§ **Challenges**:
[A] Translate this sentence from the court opinion into Spanish: "We conclude that the Board was correct and therefore deny the petition for review."
[B] In the court opinion, how old was Garcia-Urbano when he was admitted to the United States as a lawful permanent resident?
[C] Please return the portion of the court opinion starting at "Petition for Review of" and ending at "COLLOTON, Circuit Judge.".

§ **Text provided**:
··········

United States Court of Appeals, Eighth Circuit

May 17, 2018

Luis Gerardo Garcia-Urbano, Petitioner,
v.
Jefferson B. Sessions, III, Attorney General of the United States, Respondent.

          Submitted: October 18, 2017

          Petition for Review of an Order of the Board of Immigration Appeals

          Before COLLOTON, BEAM, and BENTON, Circuit Judges.

          COLLOTON, Circuit Judge.

         Luis Garcia-Urbano, a citizen of Mexico, petitions for review of a decision of the Board of Immigration Appeals. The Board upheld the decision of an immigration judge that denied Garcia-Urbano's application for asylum, withholding of removal, and protection under the Convention Against Torture. Garcia-Urbano contends that the Board erred in treating his conviction for criminal sexual conduct in the third degree under Minn. Stat. § 609.344, subdiv. 1(b) as an aggravated felony under the Immigration and Nationality Act (INA). We conclude that the Board was correct and therefore deny the petition for review.

         I.

         Garcia-Urbano was admitted to the United States in April 2014 at the age of seventeen as a lawful permanent resident. At the age of eighteen, he pleaded guilty to criminal sexual conduct in the third degree, in violation of Minn. Stat. § 609.344, subdiv. 1(b), and to fleeing a police officer in a motor vehicle, in violation of Minn. Stat. § 609.487, subdiv. 3.

         The Department of Homeland Security commenced removal proceedings against Garcia-Urbano, alleging that the two convictions were grounds for removal from the United States. The Department maintained that criminal sexual conduct in the third degree constituted "sexual abuse of a minor, " and that fleeing a police officer in a motor vehicle was a "crime of violence." Each conviction would thus be an "aggravated felony, " see 8 U.S.C. § 1101(a)(43)(A), (F), and each would serve as an independent ground for removal. See id. § 1227(a)(2)(A)(iii).

··········

§ **Data extract**:
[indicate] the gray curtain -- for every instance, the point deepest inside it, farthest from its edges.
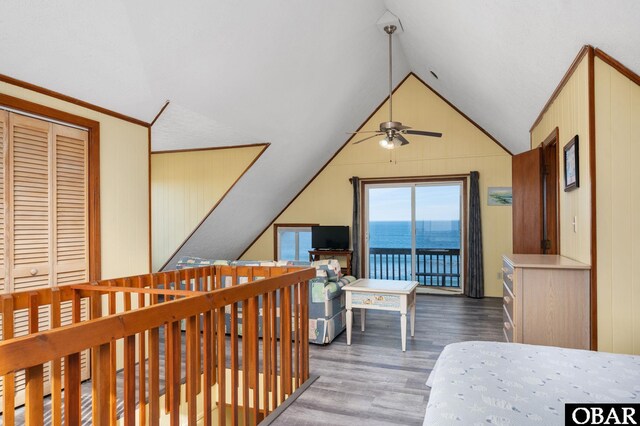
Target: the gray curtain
(475, 269)
(355, 228)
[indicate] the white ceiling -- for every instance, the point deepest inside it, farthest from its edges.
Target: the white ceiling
(299, 74)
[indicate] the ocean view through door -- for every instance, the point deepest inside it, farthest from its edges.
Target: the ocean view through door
(414, 231)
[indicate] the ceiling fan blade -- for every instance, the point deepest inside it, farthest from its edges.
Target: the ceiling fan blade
(362, 140)
(402, 139)
(422, 133)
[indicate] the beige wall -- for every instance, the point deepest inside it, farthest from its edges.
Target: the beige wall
(463, 148)
(184, 188)
(124, 190)
(617, 106)
(570, 113)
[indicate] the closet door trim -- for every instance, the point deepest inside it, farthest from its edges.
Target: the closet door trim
(93, 128)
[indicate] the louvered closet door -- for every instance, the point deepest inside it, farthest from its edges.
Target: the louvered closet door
(30, 199)
(4, 133)
(71, 242)
(44, 199)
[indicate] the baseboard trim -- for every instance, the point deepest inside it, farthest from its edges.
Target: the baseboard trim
(287, 402)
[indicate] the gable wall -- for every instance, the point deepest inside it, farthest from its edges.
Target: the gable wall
(185, 186)
(463, 148)
(617, 107)
(124, 185)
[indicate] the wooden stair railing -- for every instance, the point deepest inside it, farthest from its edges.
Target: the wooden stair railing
(129, 319)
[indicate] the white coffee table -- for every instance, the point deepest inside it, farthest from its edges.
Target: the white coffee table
(384, 295)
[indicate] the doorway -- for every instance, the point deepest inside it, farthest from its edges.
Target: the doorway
(415, 231)
(550, 183)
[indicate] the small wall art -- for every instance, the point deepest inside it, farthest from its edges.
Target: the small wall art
(571, 165)
(500, 196)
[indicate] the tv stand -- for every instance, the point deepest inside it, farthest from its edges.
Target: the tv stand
(333, 254)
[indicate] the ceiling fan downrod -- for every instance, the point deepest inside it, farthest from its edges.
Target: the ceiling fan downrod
(390, 29)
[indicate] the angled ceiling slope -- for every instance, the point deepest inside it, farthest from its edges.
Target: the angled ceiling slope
(299, 75)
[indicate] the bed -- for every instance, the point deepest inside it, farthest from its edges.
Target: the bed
(515, 384)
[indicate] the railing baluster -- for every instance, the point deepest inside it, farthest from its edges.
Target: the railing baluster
(129, 380)
(8, 380)
(56, 365)
(208, 362)
(254, 365)
(154, 375)
(222, 375)
(192, 369)
(34, 376)
(175, 349)
(246, 343)
(142, 391)
(72, 407)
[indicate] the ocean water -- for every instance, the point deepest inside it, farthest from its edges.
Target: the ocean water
(429, 234)
(433, 269)
(436, 269)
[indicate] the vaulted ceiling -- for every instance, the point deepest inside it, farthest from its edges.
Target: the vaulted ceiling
(299, 74)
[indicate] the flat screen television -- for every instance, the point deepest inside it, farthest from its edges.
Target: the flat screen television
(330, 237)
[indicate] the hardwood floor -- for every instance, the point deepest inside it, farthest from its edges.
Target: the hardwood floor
(372, 381)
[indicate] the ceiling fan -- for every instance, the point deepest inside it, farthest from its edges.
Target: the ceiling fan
(393, 131)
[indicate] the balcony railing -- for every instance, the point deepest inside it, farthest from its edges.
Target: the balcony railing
(434, 267)
(140, 371)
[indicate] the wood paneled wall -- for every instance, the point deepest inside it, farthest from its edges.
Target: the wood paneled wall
(124, 178)
(569, 112)
(328, 200)
(617, 106)
(185, 186)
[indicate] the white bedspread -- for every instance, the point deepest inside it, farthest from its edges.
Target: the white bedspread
(480, 383)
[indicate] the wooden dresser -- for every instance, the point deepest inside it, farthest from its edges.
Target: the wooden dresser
(546, 300)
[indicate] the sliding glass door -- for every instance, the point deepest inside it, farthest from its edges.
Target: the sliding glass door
(414, 231)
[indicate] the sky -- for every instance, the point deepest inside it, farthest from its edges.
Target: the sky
(433, 202)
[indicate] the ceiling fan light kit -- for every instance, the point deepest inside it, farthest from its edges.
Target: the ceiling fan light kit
(393, 131)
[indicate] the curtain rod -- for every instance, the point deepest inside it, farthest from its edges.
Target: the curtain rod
(392, 178)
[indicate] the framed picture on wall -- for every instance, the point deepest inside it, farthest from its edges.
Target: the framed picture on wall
(571, 165)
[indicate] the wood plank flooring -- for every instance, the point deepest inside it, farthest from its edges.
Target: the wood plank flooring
(372, 381)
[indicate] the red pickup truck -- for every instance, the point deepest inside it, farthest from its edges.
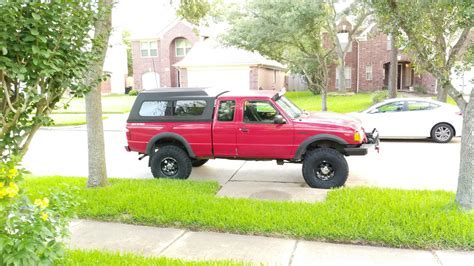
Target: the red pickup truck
(180, 128)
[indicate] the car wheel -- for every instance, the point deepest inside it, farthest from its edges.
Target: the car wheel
(325, 168)
(171, 162)
(442, 133)
(199, 162)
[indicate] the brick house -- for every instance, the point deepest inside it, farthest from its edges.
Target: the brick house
(153, 56)
(367, 64)
(212, 65)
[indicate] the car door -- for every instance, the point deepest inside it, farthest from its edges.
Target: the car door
(421, 118)
(225, 129)
(258, 136)
(388, 119)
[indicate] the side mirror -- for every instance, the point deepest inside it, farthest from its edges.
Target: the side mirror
(279, 120)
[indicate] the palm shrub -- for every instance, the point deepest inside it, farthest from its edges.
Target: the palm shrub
(30, 231)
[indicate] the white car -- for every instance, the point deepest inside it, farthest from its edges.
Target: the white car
(413, 118)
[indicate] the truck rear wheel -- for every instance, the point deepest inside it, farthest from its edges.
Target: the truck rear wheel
(199, 162)
(171, 162)
(325, 168)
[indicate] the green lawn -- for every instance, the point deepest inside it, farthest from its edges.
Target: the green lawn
(387, 217)
(336, 103)
(111, 104)
(100, 258)
(70, 119)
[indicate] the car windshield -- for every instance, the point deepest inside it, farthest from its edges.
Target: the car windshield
(290, 108)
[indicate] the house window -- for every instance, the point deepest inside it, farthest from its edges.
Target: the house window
(368, 72)
(182, 47)
(347, 76)
(344, 41)
(149, 48)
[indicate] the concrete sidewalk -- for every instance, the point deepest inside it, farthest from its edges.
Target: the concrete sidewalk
(189, 245)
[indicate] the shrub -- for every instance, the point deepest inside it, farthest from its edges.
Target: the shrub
(133, 92)
(30, 233)
(420, 89)
(379, 96)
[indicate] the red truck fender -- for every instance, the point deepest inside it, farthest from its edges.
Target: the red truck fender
(172, 138)
(337, 141)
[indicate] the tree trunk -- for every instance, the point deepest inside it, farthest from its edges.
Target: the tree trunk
(392, 81)
(324, 100)
(442, 88)
(95, 128)
(465, 191)
(95, 139)
(342, 74)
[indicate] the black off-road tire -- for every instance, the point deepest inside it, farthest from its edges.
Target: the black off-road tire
(171, 155)
(319, 161)
(439, 131)
(199, 162)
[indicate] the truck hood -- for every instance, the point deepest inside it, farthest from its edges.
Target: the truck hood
(330, 118)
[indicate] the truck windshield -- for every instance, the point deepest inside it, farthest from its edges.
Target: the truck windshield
(290, 108)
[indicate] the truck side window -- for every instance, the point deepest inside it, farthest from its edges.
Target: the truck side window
(191, 107)
(226, 111)
(155, 108)
(259, 112)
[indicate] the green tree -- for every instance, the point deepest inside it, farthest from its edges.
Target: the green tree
(342, 38)
(42, 55)
(289, 32)
(436, 35)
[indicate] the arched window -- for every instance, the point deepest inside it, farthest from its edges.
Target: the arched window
(182, 47)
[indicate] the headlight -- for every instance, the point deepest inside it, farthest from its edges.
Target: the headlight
(357, 136)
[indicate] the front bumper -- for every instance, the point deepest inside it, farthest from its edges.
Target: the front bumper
(372, 142)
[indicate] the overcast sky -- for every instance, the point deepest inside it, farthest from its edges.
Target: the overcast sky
(148, 17)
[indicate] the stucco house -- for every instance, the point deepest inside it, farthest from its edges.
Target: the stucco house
(154, 55)
(210, 64)
(367, 63)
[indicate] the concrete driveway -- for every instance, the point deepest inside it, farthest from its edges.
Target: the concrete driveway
(407, 164)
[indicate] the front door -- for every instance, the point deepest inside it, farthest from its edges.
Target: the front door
(258, 136)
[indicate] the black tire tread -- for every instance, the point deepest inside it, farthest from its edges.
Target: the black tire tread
(175, 152)
(342, 172)
(442, 124)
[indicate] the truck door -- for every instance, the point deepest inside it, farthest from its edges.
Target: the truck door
(258, 136)
(225, 130)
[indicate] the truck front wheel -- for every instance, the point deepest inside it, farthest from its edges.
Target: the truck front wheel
(325, 168)
(171, 162)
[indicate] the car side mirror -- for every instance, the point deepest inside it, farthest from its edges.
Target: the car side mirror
(279, 120)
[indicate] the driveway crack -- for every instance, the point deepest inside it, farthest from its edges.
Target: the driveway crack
(171, 243)
(293, 253)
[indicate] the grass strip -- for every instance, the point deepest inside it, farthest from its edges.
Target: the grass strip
(111, 104)
(376, 216)
(336, 103)
(99, 258)
(70, 119)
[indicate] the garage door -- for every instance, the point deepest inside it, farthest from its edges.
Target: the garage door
(221, 78)
(150, 80)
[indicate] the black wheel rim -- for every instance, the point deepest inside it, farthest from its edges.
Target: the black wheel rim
(169, 166)
(442, 133)
(324, 171)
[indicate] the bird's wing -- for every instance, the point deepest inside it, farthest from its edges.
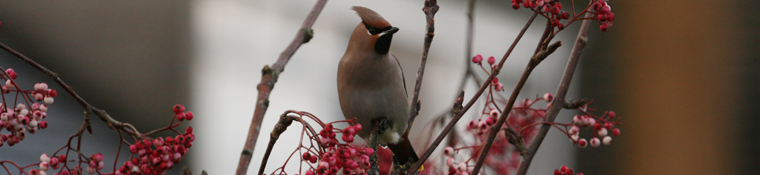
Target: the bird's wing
(402, 74)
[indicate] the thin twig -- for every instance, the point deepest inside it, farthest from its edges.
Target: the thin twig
(431, 7)
(268, 79)
(279, 128)
(126, 127)
(534, 61)
(485, 85)
(559, 98)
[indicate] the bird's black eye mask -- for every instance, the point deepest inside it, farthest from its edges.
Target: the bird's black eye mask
(383, 42)
(375, 31)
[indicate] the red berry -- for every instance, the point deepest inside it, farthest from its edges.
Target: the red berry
(491, 60)
(11, 73)
(43, 124)
(477, 59)
(180, 116)
(189, 115)
(178, 108)
(306, 156)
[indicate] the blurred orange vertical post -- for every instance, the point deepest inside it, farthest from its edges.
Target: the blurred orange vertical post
(678, 87)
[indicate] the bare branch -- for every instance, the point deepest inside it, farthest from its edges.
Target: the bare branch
(431, 7)
(485, 85)
(268, 79)
(559, 99)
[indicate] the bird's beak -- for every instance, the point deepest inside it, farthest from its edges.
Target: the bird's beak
(390, 31)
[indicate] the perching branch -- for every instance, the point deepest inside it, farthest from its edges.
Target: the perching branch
(559, 99)
(477, 95)
(431, 7)
(268, 79)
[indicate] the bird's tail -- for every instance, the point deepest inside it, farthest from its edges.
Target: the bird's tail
(403, 151)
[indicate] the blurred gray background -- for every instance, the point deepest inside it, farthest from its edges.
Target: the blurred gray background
(680, 73)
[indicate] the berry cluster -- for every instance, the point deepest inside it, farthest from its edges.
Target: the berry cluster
(20, 119)
(602, 129)
(552, 10)
(351, 159)
(604, 14)
(564, 170)
(156, 156)
(96, 163)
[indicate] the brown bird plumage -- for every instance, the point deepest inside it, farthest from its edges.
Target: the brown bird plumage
(371, 84)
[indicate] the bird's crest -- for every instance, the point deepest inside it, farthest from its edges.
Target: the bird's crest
(371, 18)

··········

§ **Completed exercise**:
[A] Concluimos que la Junta tenía razón y, por lo tanto, denegamos la petición de revisión.

[B] Seventeen.

[C]
Petition for Review of an Order of the Board of Immigration Appeals

          Before COLLOTON, BEAM, and BENTON, Circuit Judges.

          COLLOTON, Circuit Judge.